OBJECTIVE:
Quote the whole listing verbatim.

Extracted records:
┄┄┄┄┄┄┄┄┄┄┄┄┄┄┄┄┄┄┄┄

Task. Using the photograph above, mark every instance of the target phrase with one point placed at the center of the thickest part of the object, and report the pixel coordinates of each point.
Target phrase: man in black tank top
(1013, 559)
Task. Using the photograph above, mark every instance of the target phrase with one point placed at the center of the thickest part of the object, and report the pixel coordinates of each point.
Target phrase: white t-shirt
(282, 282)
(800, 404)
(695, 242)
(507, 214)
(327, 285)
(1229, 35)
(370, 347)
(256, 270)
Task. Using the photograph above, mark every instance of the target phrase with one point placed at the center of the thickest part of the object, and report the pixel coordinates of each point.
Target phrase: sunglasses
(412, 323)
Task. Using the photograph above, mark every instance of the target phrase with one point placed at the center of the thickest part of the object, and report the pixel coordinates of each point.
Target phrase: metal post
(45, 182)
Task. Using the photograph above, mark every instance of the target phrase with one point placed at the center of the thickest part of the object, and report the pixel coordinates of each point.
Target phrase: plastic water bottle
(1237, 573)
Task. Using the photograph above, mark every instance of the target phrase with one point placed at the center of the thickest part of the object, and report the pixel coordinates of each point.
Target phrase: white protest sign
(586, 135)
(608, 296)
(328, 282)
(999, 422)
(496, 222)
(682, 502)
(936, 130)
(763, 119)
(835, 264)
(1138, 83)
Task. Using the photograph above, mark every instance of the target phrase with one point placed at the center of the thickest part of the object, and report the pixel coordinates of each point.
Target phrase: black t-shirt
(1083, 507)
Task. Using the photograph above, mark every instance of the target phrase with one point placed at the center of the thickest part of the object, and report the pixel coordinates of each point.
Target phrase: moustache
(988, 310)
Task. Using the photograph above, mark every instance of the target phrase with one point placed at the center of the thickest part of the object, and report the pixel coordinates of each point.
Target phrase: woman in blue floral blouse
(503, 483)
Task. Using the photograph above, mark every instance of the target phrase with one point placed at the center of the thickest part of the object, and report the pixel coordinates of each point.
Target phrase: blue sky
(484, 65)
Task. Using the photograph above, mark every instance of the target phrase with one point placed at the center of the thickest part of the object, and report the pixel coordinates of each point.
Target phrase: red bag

┄┄┄┄┄┄┄┄┄┄┄┄┄┄┄┄┄┄┄┄

TASK ANSWER:
Task. Using the photograph above, mark every instance of the target phrase with one point placed at the center of the thickest part of the object, and report the pixel coordinates of each point.
Target phrase: man in black tank top
(1013, 559)
Task. Using the photograph above, mark every instance of the target phrase with one point placed at the center of the thickest part of the object, and report the pixel coordinates of each point.
Target phrase: white t-shirt
(282, 282)
(800, 404)
(695, 242)
(507, 214)
(327, 285)
(1229, 35)
(370, 347)
(256, 270)
Task. Using the photograph above, mark every instance of the target phrase with one point placed at the center of the thickest part of the object, and report the pixel coordinates of each point.
Target phrase: sunglasses
(412, 323)
Task. Using the photograph above, mark every instance of the target phrase with one point placed at the center of the thickest part of the object, and report the pixel coordinates of each point.
Target phrase: metal post
(45, 182)
Task. Using the photograph above, mark every instance of the target phrase with one point placed at the center of the thickest part of the object, and report the pixel coordinates of each point.
Target phrase: plastic water bottle
(1237, 573)
Task. Using the photograph above, mark every instance of the target phrase with one point placed at the center of the thickest part of the object, and report the pixel coordinates of each point.
Target phrase: white protest sign
(586, 135)
(608, 296)
(328, 282)
(999, 422)
(496, 222)
(682, 502)
(936, 130)
(763, 119)
(835, 264)
(1138, 83)
Task. Using the photograph above, mark every instance of the target phrase with one point placed at the center of the thickest part of the object, and report the pixel coordinates of each point.
Target phrase: black t-shirt
(1083, 507)
Task. Using the photograph above, mark every instance of the target phrase with one point placed at the center of the thickest part of the object, and report the pixel coordinates of each point.
Target phrase: moustache
(988, 310)
Task. Using the photograph above, mark every instance of the target phrase with one point placed at the center of the thickest part of the object, and report the pixel coordinates of each point.
Target phrase: woman in blue floral blouse
(503, 483)
Task. Using the photograph above, mark every instance of the target phrase with one point placed at the center of the thickest part of the object, and report the pixel coordinates of each point.
Target phrase: blue sky
(484, 65)
Task. Using the photograph above, mark every instance of the target phrase with one point placed at the center of the thickest part of the object, and report the pixel coordinates of each point.
Target phrase: red bag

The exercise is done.